▸ Given request: Send back the entries below exactly as they appear.

Entries from a dataset
^^^^^^^^

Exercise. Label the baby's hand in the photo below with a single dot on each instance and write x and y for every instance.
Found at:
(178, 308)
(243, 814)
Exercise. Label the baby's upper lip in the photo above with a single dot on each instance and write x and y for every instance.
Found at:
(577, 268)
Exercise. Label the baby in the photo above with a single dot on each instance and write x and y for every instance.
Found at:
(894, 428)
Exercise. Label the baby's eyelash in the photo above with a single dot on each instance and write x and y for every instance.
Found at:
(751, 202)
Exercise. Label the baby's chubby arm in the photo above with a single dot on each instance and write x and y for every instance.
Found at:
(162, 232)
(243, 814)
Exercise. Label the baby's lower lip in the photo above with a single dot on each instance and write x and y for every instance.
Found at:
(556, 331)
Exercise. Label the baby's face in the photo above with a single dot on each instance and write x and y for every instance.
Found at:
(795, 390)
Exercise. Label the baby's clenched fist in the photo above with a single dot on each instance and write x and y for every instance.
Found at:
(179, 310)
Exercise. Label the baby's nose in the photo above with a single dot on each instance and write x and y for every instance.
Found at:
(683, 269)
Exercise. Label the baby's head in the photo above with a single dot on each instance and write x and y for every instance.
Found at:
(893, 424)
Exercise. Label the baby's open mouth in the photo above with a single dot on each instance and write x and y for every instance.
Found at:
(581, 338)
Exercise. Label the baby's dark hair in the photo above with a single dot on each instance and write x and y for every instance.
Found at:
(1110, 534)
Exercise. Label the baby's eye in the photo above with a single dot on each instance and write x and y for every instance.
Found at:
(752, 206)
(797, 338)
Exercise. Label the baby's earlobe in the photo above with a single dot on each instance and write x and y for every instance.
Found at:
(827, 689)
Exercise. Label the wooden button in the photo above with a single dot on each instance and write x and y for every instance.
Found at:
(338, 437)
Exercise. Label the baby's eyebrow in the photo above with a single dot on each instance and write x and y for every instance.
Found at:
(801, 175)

^^^^^^^^

▸ Solution to the exercise:
Exercise. Label the baby's hand in the photo below with a single dot on each instance and write x and y for every instance.
Found at:
(178, 308)
(243, 814)
Exercise. Label the baby's upper lip in the photo above with a single dot on each instance and write x and y for every instance.
Found at:
(577, 268)
Exercise. Label the baby in the photo above with a single dot on each instance and write x and y for every instance.
Found at:
(894, 428)
Exercise. Label the baby's eyelash in the photo above with a single dot on each instance and write x and y for every instance.
Found at:
(751, 202)
Exercise. Label the baby's chubby arm in the photo above with a single dot on each instance and write x and y for every instance.
Found at:
(162, 232)
(243, 814)
Exercise. Label the baby's lower lip in the photo above with a single dot on each instance and write x and y for every instance.
Found at:
(556, 331)
Exercise. Label the baby's face in the photo above with a single dot on each instance and write x and y for every instance.
Found at:
(795, 390)
Exercise. Label the baby's clenched fist in the photo above with a single dot on each instance and write x and y for every instance.
Found at:
(179, 310)
Exercise. Label the baby's nose in the photo above with a single dot on each instance and write x and y for every instance.
Found at:
(683, 269)
Exercise. Label the baby's head in the photo above with a single dot on each instance and write x and y for every instance.
Found at:
(893, 424)
Exercise. Label the baby's open mouth in the photo above with a single dot on each instance and write x and y for every instance.
Found at:
(581, 338)
Exercise. Label the baby's dark hair in the photo above with a single dot on each instance and write x and y for every instance.
Found at:
(1110, 534)
Exercise. Label the baby's eye in the photo above with a single dot on each instance and write x and y for every instance.
Found at:
(752, 206)
(797, 338)
Exercise. Label the baby's earlobe in the photo above with a single dot on each instance and write x and y for every instance.
Found at:
(827, 689)
Exercise. Label the wooden button in the photo above with a single dot on each instance and write x and y for every instance.
Found at:
(338, 437)
Exercise. Label the baby's eyebrow in the photo above with a single dot on each instance and write x and y for every instance.
Found at:
(801, 175)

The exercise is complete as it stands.